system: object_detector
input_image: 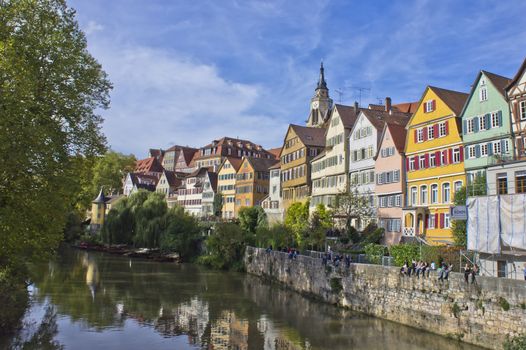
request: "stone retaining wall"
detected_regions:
[245,247,526,349]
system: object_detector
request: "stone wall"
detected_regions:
[245,247,526,349]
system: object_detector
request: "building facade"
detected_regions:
[460,71,514,183]
[281,124,325,211]
[403,86,468,244]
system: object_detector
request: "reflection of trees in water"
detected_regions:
[11,305,64,350]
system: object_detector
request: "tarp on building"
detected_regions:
[467,193,526,254]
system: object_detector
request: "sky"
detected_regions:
[68,0,526,158]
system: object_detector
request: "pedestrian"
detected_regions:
[464,263,471,283]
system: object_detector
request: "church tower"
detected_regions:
[307,62,332,127]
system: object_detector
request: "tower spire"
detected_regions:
[316,61,327,90]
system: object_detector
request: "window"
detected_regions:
[431,184,438,204]
[493,141,502,154]
[480,143,488,157]
[438,122,447,137]
[442,182,451,204]
[479,86,488,102]
[491,112,500,128]
[416,129,424,142]
[420,185,427,204]
[444,213,451,228]
[515,171,526,193]
[453,181,462,193]
[466,118,475,134]
[427,126,435,140]
[453,148,460,163]
[519,100,526,120]
[497,173,508,194]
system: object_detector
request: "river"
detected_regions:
[0,249,484,350]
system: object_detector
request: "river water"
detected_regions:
[0,249,484,350]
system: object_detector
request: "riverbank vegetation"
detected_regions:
[0,0,111,332]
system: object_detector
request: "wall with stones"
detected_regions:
[245,247,526,349]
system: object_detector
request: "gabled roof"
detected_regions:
[289,124,325,147]
[506,58,526,91]
[134,157,164,173]
[245,157,279,171]
[428,86,469,116]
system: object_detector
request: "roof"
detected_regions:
[289,124,325,147]
[385,123,407,153]
[334,104,360,129]
[392,102,418,113]
[424,86,469,116]
[245,157,279,171]
[267,147,283,159]
[134,157,164,173]
[506,58,526,91]
[480,70,511,98]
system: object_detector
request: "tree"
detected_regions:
[0,0,111,330]
[91,150,136,195]
[285,201,309,248]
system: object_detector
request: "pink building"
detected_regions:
[374,123,406,245]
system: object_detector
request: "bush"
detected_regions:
[389,244,420,266]
[365,243,386,264]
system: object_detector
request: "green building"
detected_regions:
[460,70,514,183]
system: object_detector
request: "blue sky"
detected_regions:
[69,0,526,157]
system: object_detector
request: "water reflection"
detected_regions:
[0,249,484,350]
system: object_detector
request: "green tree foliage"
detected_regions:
[199,223,246,270]
[0,0,111,332]
[285,201,309,248]
[91,150,136,195]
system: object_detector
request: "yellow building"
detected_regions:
[217,157,243,219]
[281,124,325,211]
[235,157,279,216]
[403,86,468,244]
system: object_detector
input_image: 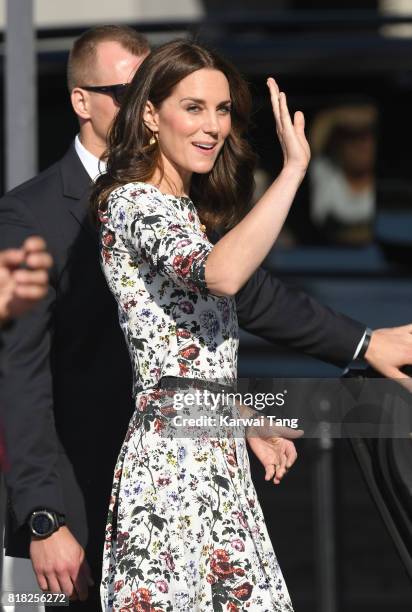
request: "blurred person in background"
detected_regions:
[309,104,377,246]
[0,26,149,609]
[0,21,412,606]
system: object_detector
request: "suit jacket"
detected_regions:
[344,368,412,579]
[0,147,364,571]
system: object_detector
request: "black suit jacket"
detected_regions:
[0,147,364,571]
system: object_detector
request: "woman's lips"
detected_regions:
[192,142,217,156]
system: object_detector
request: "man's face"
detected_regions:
[78,41,148,148]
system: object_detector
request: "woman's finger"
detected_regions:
[279,91,294,130]
[276,453,286,480]
[267,77,283,131]
[286,444,298,470]
[265,463,276,480]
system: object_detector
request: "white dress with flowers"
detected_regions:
[100,183,293,612]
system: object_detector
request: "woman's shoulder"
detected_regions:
[109,181,164,202]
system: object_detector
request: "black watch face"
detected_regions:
[31,512,54,535]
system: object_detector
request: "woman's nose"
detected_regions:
[203,113,219,134]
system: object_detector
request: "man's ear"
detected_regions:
[143,100,159,132]
[70,87,90,119]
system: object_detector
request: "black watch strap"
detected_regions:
[28,508,66,538]
[356,327,373,359]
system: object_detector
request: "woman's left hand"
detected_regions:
[247,436,298,484]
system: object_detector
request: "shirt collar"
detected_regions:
[74,134,106,181]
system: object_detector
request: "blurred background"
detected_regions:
[0,0,412,612]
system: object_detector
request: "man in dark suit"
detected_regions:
[0,27,412,609]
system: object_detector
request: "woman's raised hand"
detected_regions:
[267,77,310,174]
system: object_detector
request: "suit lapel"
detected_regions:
[61,145,96,238]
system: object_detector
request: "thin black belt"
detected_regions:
[157,376,236,393]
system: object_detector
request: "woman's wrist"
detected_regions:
[280,162,308,185]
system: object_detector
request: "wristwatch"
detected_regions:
[28,509,66,538]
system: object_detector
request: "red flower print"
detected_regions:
[159,406,176,418]
[137,589,152,601]
[138,395,148,412]
[156,580,169,593]
[102,231,116,247]
[230,538,245,552]
[212,548,229,561]
[157,476,171,487]
[232,582,253,601]
[176,329,190,338]
[179,361,189,376]
[226,453,237,467]
[172,251,199,278]
[210,549,236,580]
[159,552,175,571]
[179,344,200,361]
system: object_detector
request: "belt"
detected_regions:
[157,376,236,393]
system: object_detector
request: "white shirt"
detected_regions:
[74,134,106,181]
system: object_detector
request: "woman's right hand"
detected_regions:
[267,77,310,175]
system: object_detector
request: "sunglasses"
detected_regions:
[81,83,130,105]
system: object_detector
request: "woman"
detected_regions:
[92,41,310,612]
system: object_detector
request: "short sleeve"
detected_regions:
[105,183,213,293]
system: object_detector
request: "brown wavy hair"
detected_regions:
[91,40,255,229]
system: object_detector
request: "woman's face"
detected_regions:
[147,68,231,190]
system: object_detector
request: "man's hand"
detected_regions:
[30,527,94,601]
[365,324,412,378]
[0,236,53,322]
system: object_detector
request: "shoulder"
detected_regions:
[107,182,167,219]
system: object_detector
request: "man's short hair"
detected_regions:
[67,25,150,92]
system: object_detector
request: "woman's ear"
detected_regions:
[143,100,159,132]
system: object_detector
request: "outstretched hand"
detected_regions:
[0,236,53,321]
[365,324,412,379]
[267,77,310,173]
[246,425,303,484]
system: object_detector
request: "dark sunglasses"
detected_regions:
[81,83,130,104]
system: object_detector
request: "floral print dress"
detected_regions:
[100,183,293,612]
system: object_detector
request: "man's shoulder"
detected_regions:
[2,150,75,204]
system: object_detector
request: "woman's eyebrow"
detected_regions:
[180,96,232,106]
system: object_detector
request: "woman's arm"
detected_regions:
[205,79,310,295]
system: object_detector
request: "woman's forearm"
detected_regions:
[205,166,305,295]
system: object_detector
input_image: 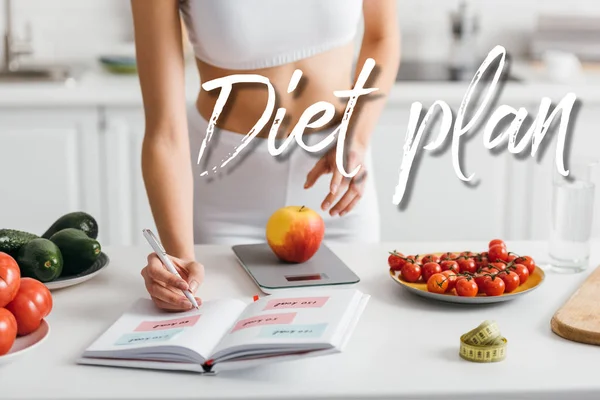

Aim of the exercise: Write out all of the lines above as a JSON list of strings, with one string per line and blank lines skipped. Leave the pictures out.

Result of this task:
[
  "system: object_detector",
  "input_image: ",
  "request: \"stone retaining wall\"",
  "detected_regions:",
  "[245,247,526,349]",
  "system: object_detector",
  "request: \"stone wall\"",
  "detected_regions:",
  "[245,247,526,349]",
  "system: object_detector",
  "request: \"building facade\"",
  "detected_regions:",
  "[460,71,514,183]",
  "[281,124,325,211]",
  "[403,86,468,244]",
  "system: object_detector",
  "request: \"reflection of trees in water\"",
  "detected_regions:",
  "[11,305,64,350]",
  "system: object_detector",
  "request: \"tarp on building\"",
  "detected_regions:",
  "[467,193,526,254]",
  "system: object_detector",
  "request: \"sky\"",
  "detected_regions:",
  "[68,0,526,158]",
  "system: object_detector",
  "request: \"pedestrian\"",
  "detected_regions:",
  "[464,263,471,283]",
  "system: object_detector",
  "request: \"church tower\"",
  "detected_regions:",
  "[307,62,332,127]",
  "system: object_detector",
  "request: \"tower spire\"",
  "detected_regions:",
  "[316,61,327,90]",
  "system: object_detector",
  "request: \"window\"",
  "detected_regions:",
  "[431,184,438,204]",
  "[493,141,502,154]",
  "[480,143,488,157]",
  "[438,122,447,137]",
  "[442,182,451,204]",
  "[479,86,488,102]",
  "[491,112,500,128]",
  "[416,129,424,142]",
  "[420,185,427,204]",
  "[444,213,451,228]",
  "[515,171,526,193]",
  "[453,181,462,193]",
  "[466,118,475,134]",
  "[427,126,435,140]",
  "[453,148,460,163]",
  "[519,100,526,120]",
  "[497,173,508,194]",
  "system: object_detector",
  "request: \"river\"",
  "detected_regions:",
  "[0,249,484,350]",
  "system: object_detector",
  "request: \"river water\"",
  "detected_regions:",
  "[0,249,484,350]",
  "system: object_detector",
  "request: \"riverbank vegetation\"",
  "detected_regions:",
  "[0,0,111,332]",
  "system: object_detector",
  "request: \"wall with stones\"",
  "detected_regions:",
  "[245,247,526,349]",
  "system: object_detector",
  "request: \"gabled roof\"",
  "detected_regions:",
  "[289,124,325,147]",
  "[506,58,526,91]",
  "[134,157,164,173]",
  "[245,157,279,171]",
  "[428,86,469,116]",
  "system: object_detector",
  "request: \"roof\"",
  "detected_regions:",
  "[289,124,325,147]",
  "[385,123,407,153]",
  "[334,104,360,129]",
  "[392,102,418,113]",
  "[424,86,469,116]",
  "[245,157,279,171]",
  "[267,147,283,159]",
  "[134,157,164,173]",
  "[506,58,526,91]",
  "[480,70,511,98]",
  "system: object_detector",
  "request: \"tree\"",
  "detected_regions:",
  "[0,0,111,330]",
  "[91,150,136,195]",
  "[285,201,309,248]",
  "system: object_detector",
  "request: \"pink building\"",
  "detected_regions:",
  "[374,123,406,245]",
  "system: object_detector",
  "request: \"bush\"",
  "detected_regions:",
  "[389,244,420,266]",
  "[365,243,386,264]",
  "system: object_detector",
  "request: \"green building\"",
  "detected_regions:",
  "[460,70,514,183]",
  "system: object_detector",
  "request: \"blue sky\"",
  "detected_regions:",
  "[69,0,526,157]",
  "system: object_detector",
  "request: \"water reflection\"",
  "detected_regions:",
  "[0,249,484,350]",
  "system: object_detector",
  "request: \"green tree foliage\"",
  "detected_regions:",
  "[199,223,246,270]",
  "[0,0,111,332]",
  "[285,201,309,248]",
  "[91,150,136,195]",
  "system: object_detector",
  "request: \"yellow building\"",
  "detected_regions:",
  "[217,157,243,219]",
  "[281,124,325,211]",
  "[235,157,279,216]",
  "[403,86,468,244]",
  "system: object_detector",
  "input_image: ",
  "request: \"blurred person in background\"",
  "detected_regions:",
  "[309,104,377,246]",
  "[0,26,149,609]",
  "[0,21,412,606]",
  "system: object_detector",
  "request: \"suit jacket\"",
  "detected_regions:",
  "[344,368,412,579]",
  "[0,147,364,571]",
  "system: object_detector",
  "request: \"black suit jacket\"",
  "detected_regions:",
  "[0,147,364,571]",
  "system: object_detector",
  "request: \"woman's lips\"",
  "detected_regions:",
  "[192,142,217,156]",
  "system: object_detector",
  "request: \"man's face\"",
  "detected_regions:",
  "[78,41,148,148]",
  "system: object_detector",
  "request: \"woman's finger\"",
  "detected_regions:",
  "[279,91,294,130]",
  "[276,453,286,480]",
  "[267,77,283,131]",
  "[286,444,298,470]",
  "[265,463,276,480]",
  "system: object_detector",
  "request: \"white dress with flowers\"",
  "detected_regions:",
  "[100,183,293,612]",
  "system: object_detector",
  "request: \"woman's shoulder\"",
  "detected_regions:",
  "[109,181,164,202]",
  "system: object_detector",
  "request: \"black watch face\"",
  "detected_regions:",
  "[31,512,54,535]",
  "system: object_detector",
  "request: \"woman's nose\"",
  "detected_regions:",
  "[203,113,219,134]",
  "system: object_detector",
  "request: \"man's ear\"",
  "detected_regions:",
  "[143,100,159,132]",
  "[70,87,90,119]",
  "system: object_detector",
  "request: \"black watch strap\"",
  "detected_regions:",
  "[28,508,66,538]",
  "[356,327,373,359]",
  "system: object_detector",
  "request: \"woman's left hand\"",
  "detected_regions:",
  "[247,436,298,484]",
  "system: object_detector",
  "request: \"shirt collar\"",
  "detected_regions:",
  "[74,134,106,181]",
  "system: object_detector",
  "request: \"blurred background\"",
  "detected_regions:",
  "[0,0,412,612]",
  "system: object_detector",
  "request: \"man in dark suit\"",
  "detected_regions:",
  "[0,27,412,609]",
  "system: object_detector",
  "request: \"woman's raised hand\"",
  "detected_regions:",
  "[267,77,310,174]",
  "system: object_detector",
  "request: \"suit lapel\"",
  "detected_regions:",
  "[61,145,96,238]",
  "system: object_detector",
  "request: \"thin black belt\"",
  "detected_regions:",
  "[157,376,236,393]",
  "system: object_detector",
  "request: \"woman's wrist\"",
  "detected_regions:",
  "[280,162,308,185]",
  "system: object_detector",
  "request: \"wristwatch\"",
  "detected_regions:",
  "[28,509,66,538]",
  "system: object_detector",
  "request: \"red flower print\"",
  "detected_regions:",
  "[159,406,176,418]",
  "[137,589,152,601]",
  "[138,395,148,412]",
  "[156,580,169,593]",
  "[102,231,116,247]",
  "[230,538,245,552]",
  "[212,548,229,561]",
  "[157,476,171,487]",
  "[232,582,253,601]",
  "[176,329,190,338]",
  "[179,361,189,376]",
  "[226,453,237,467]",
  "[172,251,199,278]",
  "[210,549,236,580]",
  "[159,552,175,571]",
  "[179,344,200,361]",
  "system: object_detector",
  "request: \"belt\"",
  "detected_regions:",
  "[157,376,236,393]",
  "system: object_detector",
  "request: \"white shirt\"",
  "detected_regions:",
  "[74,134,106,181]",
  "system: object_detector",
  "request: \"woman's right hand\"",
  "detected_regions:",
  "[267,77,310,175]",
  "system: object_detector",
  "request: \"sunglasses\"",
  "detected_regions:",
  "[81,83,130,105]",
  "system: object_detector",
  "request: \"woman\"",
  "detected_regions:",
  "[92,41,310,612]",
  "system: object_detector",
  "request: \"short sleeve\"",
  "detected_regions:",
  "[105,183,213,293]",
  "system: object_detector",
  "request: \"brown wavy hair\"",
  "detected_regions:",
  "[91,40,255,229]",
  "system: object_detector",
  "request: \"woman's face\"",
  "detected_regions:",
  "[147,68,231,190]",
  "system: object_detector",
  "request: \"man's hand\"",
  "detected_regions:",
  "[30,527,94,601]",
  "[365,324,412,378]",
  "[0,236,53,322]",
  "system: object_detector",
  "request: \"shoulder\"",
  "detected_regions:",
  "[107,182,167,219]",
  "system: object_detector",
  "request: \"man's short hair\"",
  "detected_regions:",
  "[67,25,150,92]",
  "system: object_detector",
  "request: \"woman's ear\"",
  "detected_regions:",
  "[143,100,159,132]",
  "system: object_detector",
  "request: \"outstretched hand\"",
  "detected_regions:",
  "[0,236,53,321]",
  "[365,324,412,379]",
  "[267,77,310,173]",
  "[246,425,303,484]",
  "system: object_detector",
  "request: \"dark sunglasses\"",
  "detected_regions:",
  "[81,83,130,104]",
  "system: object_detector",
  "request: \"floral print dress\"",
  "detected_regions:",
  "[100,183,293,612]",
  "system: object_detector",
  "request: \"man's shoulder\"",
  "detected_regions:",
  "[2,150,75,204]",
  "system: object_detector",
  "request: \"woman's eyebrow\"",
  "detected_regions:",
  "[180,96,232,106]",
  "system: object_detector",
  "request: \"woman's arm\"",
  "detected_regions:",
  "[205,79,310,295]",
  "system: object_detector",
  "request: \"woman's forearm\"",
  "detected_regions:",
  "[205,166,305,295]",
  "system: object_detector",
  "input_image: "
]